*Task*
Please gather every line in the material below that contains the word "deepest", and copy each line in full. Case counts.

:: Records for the exercise ::

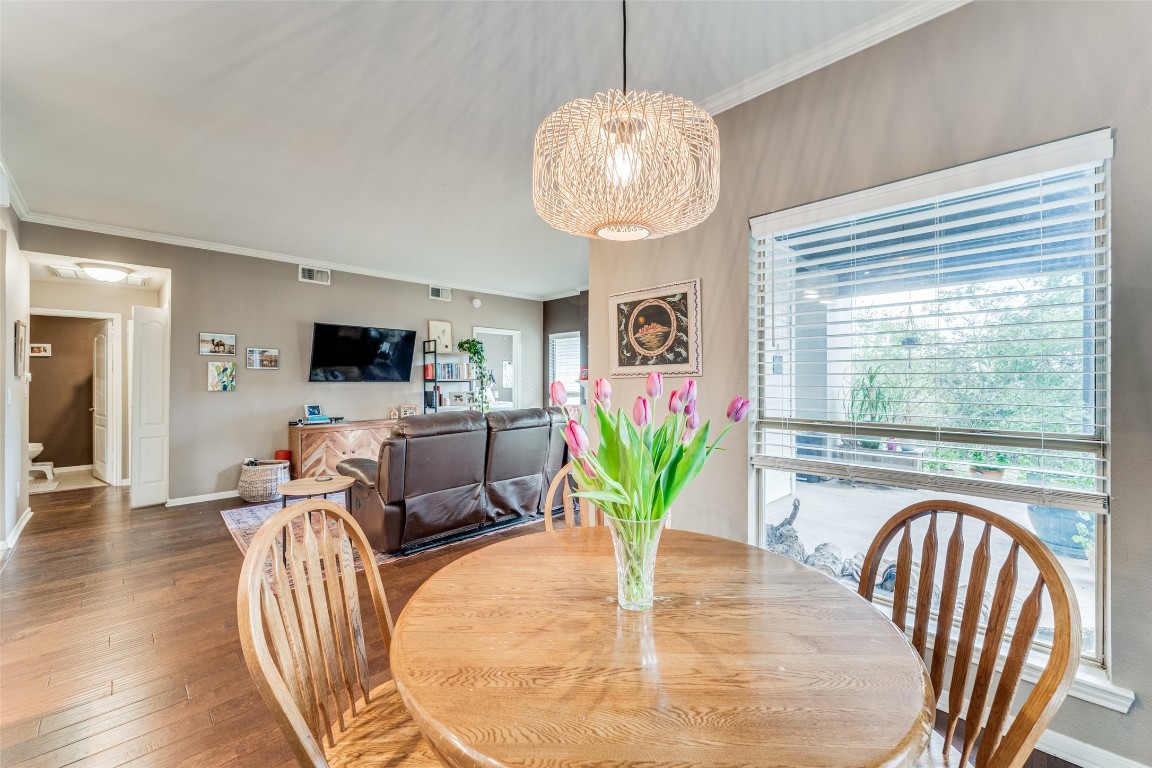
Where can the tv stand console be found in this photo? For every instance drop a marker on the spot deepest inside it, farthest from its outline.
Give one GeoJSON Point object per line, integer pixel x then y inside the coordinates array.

:::
:: Records for the exercise ::

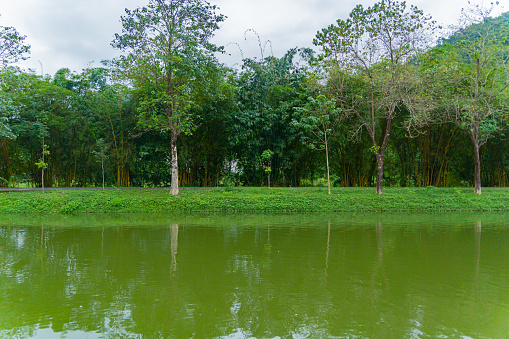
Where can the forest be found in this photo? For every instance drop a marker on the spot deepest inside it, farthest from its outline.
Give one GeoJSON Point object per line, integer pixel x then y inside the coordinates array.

:::
:: Records for the exercise ::

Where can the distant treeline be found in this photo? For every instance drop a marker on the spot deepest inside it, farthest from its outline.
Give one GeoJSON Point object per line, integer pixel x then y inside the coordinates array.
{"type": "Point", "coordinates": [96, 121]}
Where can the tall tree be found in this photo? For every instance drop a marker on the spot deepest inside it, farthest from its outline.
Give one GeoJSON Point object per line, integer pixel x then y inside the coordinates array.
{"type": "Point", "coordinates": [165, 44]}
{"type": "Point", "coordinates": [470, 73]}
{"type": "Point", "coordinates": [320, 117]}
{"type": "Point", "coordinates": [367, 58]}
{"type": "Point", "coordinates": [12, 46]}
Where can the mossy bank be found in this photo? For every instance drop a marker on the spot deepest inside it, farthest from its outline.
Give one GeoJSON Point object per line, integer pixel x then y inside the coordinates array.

:::

*Output for this task*
Where can the tv stand console be found in this photo? For every instance drop a marker on the spot deepest inside it, farthest from its outline.
Where can the forest be found in this photo? For every instance drop a marker on the spot deepest inside it, farthest from its outline.
Where can the distant treeline be found in this photo? For every instance drop a marker on the spot deepest inside it, farthest from its outline.
Where can the tall tree be found in this photo? For every instance drop a marker on the spot deepest inside it, farthest from its outline.
Where can the mossy bank be found in this photo? For every instance drop a marker on the spot deepest inside it, farthest from its outline.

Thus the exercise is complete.